■ PROBLEM ■
Revise the entries below from the line with "I need to find the windshield" through the end of the entries, replacing "windshield" with "cockpit window" and keeping everything else the same.

(Excerpts of bounding box data)
BEGIN

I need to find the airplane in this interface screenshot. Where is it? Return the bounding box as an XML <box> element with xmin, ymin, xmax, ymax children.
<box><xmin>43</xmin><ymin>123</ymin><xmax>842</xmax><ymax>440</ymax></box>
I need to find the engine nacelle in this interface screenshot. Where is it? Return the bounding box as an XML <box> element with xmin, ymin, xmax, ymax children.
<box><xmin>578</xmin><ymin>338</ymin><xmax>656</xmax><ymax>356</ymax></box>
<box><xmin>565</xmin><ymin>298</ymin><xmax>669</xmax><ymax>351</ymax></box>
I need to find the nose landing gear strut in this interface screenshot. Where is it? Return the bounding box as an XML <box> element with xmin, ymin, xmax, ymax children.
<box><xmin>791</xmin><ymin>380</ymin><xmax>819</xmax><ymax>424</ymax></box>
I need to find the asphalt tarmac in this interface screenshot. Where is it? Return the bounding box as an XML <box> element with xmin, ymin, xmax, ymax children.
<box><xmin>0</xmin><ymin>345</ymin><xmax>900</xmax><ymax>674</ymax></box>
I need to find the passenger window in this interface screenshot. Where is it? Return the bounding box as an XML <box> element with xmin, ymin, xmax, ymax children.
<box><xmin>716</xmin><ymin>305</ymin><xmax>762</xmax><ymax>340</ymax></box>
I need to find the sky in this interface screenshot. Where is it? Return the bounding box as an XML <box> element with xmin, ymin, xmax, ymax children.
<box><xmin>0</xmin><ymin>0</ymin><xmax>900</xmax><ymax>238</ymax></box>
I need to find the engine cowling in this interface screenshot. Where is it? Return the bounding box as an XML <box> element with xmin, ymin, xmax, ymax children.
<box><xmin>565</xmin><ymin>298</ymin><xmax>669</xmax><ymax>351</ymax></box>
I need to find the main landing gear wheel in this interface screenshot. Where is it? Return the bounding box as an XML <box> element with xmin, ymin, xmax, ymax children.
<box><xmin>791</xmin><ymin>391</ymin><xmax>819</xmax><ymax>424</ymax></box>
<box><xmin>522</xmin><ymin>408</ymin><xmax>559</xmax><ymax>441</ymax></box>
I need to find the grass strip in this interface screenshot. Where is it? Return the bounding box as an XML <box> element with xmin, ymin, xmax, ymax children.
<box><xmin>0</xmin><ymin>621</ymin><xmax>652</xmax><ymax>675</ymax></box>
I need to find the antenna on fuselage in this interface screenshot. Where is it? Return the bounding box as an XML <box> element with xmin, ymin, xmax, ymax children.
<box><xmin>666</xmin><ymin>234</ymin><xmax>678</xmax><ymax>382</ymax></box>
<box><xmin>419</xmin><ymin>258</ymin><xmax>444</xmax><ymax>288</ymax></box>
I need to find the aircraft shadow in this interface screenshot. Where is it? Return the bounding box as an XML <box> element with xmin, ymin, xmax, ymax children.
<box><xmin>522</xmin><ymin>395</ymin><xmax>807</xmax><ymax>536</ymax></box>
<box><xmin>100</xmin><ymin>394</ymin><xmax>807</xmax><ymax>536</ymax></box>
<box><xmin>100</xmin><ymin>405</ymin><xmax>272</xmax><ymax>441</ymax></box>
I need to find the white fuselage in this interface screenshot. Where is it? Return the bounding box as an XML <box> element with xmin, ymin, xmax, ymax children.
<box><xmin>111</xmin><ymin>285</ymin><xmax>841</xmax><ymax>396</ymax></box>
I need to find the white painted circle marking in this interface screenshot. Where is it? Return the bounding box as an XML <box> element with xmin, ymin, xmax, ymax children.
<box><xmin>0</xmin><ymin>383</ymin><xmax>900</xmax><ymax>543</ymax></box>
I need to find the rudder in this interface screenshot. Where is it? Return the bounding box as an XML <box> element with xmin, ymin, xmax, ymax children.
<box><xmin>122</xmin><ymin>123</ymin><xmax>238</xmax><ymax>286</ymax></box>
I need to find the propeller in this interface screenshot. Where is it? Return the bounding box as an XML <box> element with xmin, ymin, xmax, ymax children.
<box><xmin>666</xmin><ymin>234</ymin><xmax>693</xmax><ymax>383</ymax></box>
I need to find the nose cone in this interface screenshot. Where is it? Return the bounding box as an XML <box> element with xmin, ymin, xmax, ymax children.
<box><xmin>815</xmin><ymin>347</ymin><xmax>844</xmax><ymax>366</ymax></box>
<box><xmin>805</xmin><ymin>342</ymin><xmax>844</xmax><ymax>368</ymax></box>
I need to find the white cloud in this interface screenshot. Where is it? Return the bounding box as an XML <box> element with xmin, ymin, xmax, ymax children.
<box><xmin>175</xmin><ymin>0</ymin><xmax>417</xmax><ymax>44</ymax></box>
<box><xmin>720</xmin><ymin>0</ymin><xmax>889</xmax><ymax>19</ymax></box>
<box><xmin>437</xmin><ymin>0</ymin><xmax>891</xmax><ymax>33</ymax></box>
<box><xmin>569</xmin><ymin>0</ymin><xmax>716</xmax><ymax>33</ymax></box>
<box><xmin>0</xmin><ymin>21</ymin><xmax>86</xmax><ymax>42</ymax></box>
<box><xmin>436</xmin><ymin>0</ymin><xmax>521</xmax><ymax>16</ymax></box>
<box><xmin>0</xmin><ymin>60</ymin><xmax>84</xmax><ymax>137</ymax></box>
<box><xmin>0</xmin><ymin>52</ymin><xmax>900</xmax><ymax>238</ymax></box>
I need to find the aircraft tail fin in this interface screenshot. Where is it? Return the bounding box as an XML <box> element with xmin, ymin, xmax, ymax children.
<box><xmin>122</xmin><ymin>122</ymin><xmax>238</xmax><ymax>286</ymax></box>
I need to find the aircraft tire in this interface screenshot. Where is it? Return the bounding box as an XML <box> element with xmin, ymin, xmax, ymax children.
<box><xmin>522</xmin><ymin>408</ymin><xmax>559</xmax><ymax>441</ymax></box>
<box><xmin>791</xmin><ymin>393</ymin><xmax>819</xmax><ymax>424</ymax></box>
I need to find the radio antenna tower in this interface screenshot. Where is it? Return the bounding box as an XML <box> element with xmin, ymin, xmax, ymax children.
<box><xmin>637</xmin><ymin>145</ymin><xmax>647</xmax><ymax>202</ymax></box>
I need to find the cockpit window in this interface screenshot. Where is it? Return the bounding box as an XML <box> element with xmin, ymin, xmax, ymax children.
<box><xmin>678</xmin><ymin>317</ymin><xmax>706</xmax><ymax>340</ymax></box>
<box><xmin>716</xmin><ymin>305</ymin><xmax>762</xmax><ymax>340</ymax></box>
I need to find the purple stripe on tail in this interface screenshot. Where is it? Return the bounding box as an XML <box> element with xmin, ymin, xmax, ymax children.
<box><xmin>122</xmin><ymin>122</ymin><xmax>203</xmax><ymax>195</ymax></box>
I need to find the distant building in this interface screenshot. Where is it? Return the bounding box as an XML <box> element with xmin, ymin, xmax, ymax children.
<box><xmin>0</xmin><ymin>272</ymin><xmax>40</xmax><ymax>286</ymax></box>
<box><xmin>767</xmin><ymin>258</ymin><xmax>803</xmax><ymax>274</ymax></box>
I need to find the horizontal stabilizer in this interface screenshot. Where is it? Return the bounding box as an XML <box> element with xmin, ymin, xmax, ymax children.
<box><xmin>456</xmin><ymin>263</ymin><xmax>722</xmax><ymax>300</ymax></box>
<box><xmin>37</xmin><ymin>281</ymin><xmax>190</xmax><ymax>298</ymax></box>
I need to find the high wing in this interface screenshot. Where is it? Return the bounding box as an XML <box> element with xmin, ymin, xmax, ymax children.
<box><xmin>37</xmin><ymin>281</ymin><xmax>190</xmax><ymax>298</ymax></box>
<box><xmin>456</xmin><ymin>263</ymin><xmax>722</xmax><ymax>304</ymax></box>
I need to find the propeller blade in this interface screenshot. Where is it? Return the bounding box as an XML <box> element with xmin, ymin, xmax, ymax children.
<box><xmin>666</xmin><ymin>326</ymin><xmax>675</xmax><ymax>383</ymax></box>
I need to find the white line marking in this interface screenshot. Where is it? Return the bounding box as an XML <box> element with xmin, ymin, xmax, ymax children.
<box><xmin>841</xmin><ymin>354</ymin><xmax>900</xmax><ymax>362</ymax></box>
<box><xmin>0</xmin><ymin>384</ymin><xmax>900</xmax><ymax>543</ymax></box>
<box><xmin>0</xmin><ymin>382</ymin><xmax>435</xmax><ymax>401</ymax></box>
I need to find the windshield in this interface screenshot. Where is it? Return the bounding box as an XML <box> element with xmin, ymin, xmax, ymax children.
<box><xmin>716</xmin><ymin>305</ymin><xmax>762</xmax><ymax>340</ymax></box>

END

■ TASK SOLUTION ■
I need to find the cockpit window in this interface screenshot. Where is it? Return the bounding box as an XML <box> element with xmin, ymin, xmax, ymax children.
<box><xmin>716</xmin><ymin>305</ymin><xmax>762</xmax><ymax>340</ymax></box>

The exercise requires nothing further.